* 抜粋文 *

──────────────────────────────

知人の話を鵜呑みでデータを喪失!必要なくやってはいけない最適化(デフラグ)とは

古賀竜一

古賀竜一

テーマ:ITサポートの事例と実例

知人から聞いた話を鵜呑みにしてデータが消えてしまった!


●これはサポートで実際にあった話です。情報を正しく利用しなかった結果、「データ」と言う大切な財産がまた失われてしまいました。

●先日、USBメモリのデータ復旧依頼がありました。USBメモリをWindows7で「最適化」したらデータが開けなくなったとの事。

●USBメモリを最適化(デフラグ)するという行為自体がタブーなのに、なぜ突然そんなことを思いついたのか疑問です。いきなり普通のユーザーがそんなことを思いつくはずがありません。

●そこで「ネットの情報か、知り合いからパソコンが速くなるとか聞いてそのままやりませんでしたか? 」とたずねると、バツが悪そうなご様子でどうやら図星の模様。話によれば知人からデフラグしたらパソコンが速くなると言われてHDDの最適化のあとにUSBメモリにも適用してしまったとのこと。

●その結果、USBメモリは復旧不可能な状態に破損してしまいました。データを完全に失うことになったのでした。


情報は鵜呑みではなく自分の理解度の範囲内で利用する

●確かにネットの情報などで、パソコンを快適にする方法としてHDD(ハードディスク)の最適化(デフラグ)をすればパソコンが速くなるなどたくさん検索に出てきます。

●しかしHDDの不必要なデフラグはトラブルのリスクを増大させます。第一、パソコンがおそい場合の解決方法としては根本的な解決法ではありません。それに今のOS(Vista以上)は、自動でデフラグしますので通常では行う必要はないのです。

●初期のWindowsでは確かに効果がある方法でしたが、今ではその必要性はほとんどなく化石化した情報です。ところがネット上や「詳しいという知人」たちがそんな化石化したデフラグ信仰を拡散させています。

●今では大して必要性がないデフラグ。しかし昔は初心者が一度はやりたがる機能の代表格でした。「デフラグ」というカタカナ語や「最適化」という専門用語的な言葉は人を魅了する呪文のような魔力があります。

●何か高度なことをやっているかのようで、好奇心も手伝ってやってみたいという衝動に駆られるのかもしれません。

●一度知ってしまうと、永遠の初心者は今では必要がないという情報がアップデートされていませんので本当に困っている人に手を差し伸べるというより、優越感に浸りたいという不純な動機でそれがどのようなものなのかを深く考えずに拡散を始めてしまいます。

──────────────────────────────

上の抜粋文のうち「テーマ:ITサポートの事例と実例」から「を思いつくはずがありません。」までを、両端も含めて一字一句そのまま書き写してもらえますか?

* データ *
──────────────────────────────

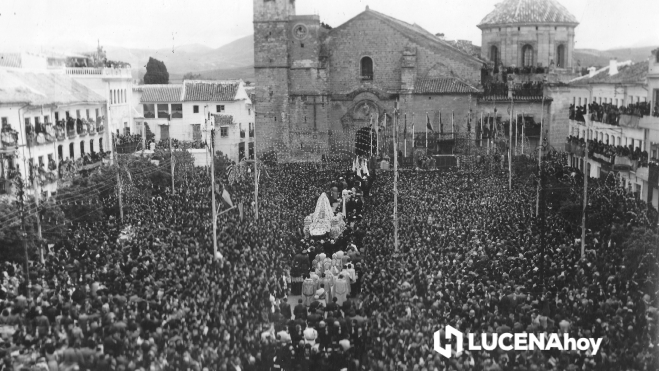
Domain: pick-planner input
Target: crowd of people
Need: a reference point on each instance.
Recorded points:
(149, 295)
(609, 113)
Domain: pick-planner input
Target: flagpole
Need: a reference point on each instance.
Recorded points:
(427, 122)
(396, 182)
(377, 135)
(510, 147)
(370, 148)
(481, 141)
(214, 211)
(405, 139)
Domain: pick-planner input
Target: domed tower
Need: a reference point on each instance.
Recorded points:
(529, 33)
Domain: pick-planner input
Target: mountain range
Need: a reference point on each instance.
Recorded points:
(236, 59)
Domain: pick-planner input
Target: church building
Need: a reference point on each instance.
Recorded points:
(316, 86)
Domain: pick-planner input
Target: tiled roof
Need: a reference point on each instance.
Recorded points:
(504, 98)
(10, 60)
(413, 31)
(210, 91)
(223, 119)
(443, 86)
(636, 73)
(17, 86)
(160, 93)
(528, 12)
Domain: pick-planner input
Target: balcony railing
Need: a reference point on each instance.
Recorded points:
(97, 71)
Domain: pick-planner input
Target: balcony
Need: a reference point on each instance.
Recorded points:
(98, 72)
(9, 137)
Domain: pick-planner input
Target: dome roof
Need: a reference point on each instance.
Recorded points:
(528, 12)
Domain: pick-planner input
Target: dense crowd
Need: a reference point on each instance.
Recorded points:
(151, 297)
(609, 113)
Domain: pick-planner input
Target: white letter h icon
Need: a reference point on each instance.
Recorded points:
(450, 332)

──────────────────────────────

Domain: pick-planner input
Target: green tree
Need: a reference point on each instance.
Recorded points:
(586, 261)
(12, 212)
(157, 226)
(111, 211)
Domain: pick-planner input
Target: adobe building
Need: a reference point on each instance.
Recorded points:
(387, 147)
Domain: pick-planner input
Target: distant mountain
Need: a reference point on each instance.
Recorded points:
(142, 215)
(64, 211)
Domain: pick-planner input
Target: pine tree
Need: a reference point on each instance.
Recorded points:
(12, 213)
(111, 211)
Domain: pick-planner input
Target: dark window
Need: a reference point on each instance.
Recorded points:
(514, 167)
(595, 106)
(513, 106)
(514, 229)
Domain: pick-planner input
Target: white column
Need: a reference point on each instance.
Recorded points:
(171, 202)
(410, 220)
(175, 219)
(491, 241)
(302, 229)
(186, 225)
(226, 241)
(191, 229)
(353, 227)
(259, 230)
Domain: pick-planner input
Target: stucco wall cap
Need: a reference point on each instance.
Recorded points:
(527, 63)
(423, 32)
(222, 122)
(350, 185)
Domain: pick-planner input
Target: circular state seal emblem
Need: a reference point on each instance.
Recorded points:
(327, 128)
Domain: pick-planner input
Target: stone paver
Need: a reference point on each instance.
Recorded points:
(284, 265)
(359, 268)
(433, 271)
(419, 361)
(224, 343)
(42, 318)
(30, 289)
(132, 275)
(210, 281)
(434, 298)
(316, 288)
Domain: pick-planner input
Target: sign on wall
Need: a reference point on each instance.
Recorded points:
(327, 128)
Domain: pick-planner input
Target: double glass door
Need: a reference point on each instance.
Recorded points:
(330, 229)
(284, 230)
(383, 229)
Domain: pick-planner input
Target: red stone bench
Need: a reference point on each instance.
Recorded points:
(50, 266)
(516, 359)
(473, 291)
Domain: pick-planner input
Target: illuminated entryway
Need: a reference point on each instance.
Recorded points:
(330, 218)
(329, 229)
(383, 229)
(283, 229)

──────────────────────────────

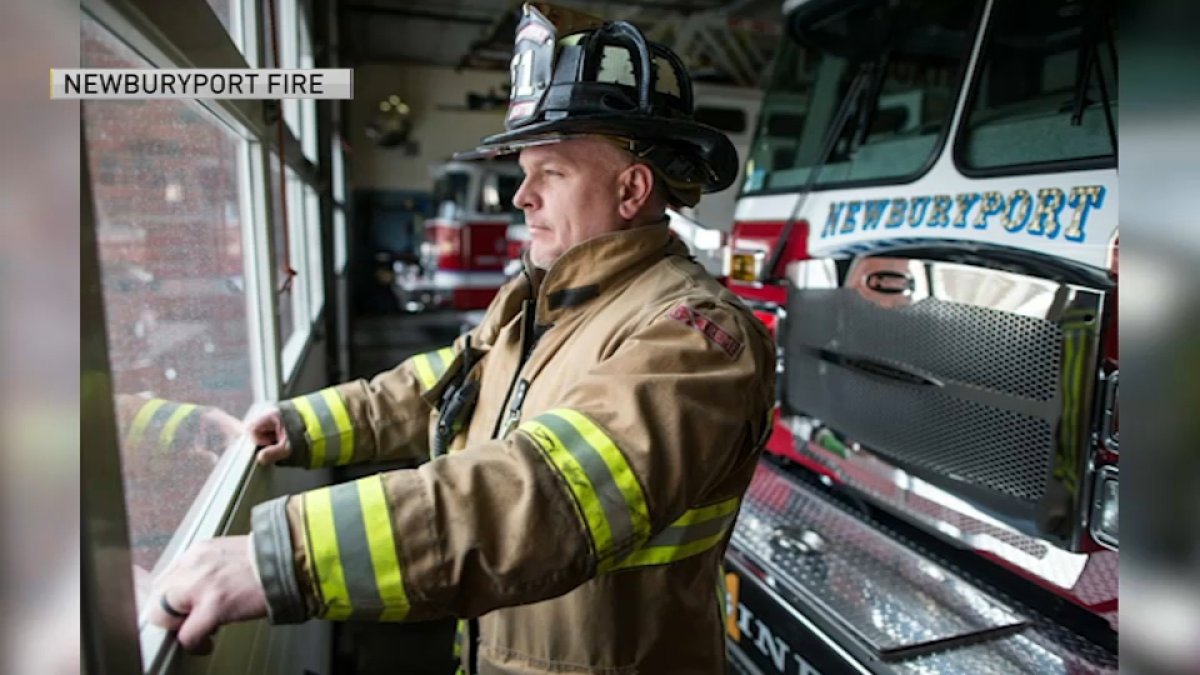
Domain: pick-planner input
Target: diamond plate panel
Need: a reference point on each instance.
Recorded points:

──────────────────────────────

* 完成例 *
テーマ:ITサポートの事例と実例

知人から聞いた話を鵜呑みにしてデータが消えてしまった!


●これはサポートで実際にあった話です。情報を正しく利用しなかった結果、「データ」と言う大切な財産がまた失われてしまいました。

●先日、USBメモリのデータ復旧依頼がありました。USBメモリをWindows7で「最適化」したらデータが開けなくなったとの事。

●USBメモリを最適化(デフラグ)するという行為自体がタブーなのに、なぜ突然そんなことを思いついたのか疑問です。いきなり普通のユーザーがそんなことを思いつくはずがありません。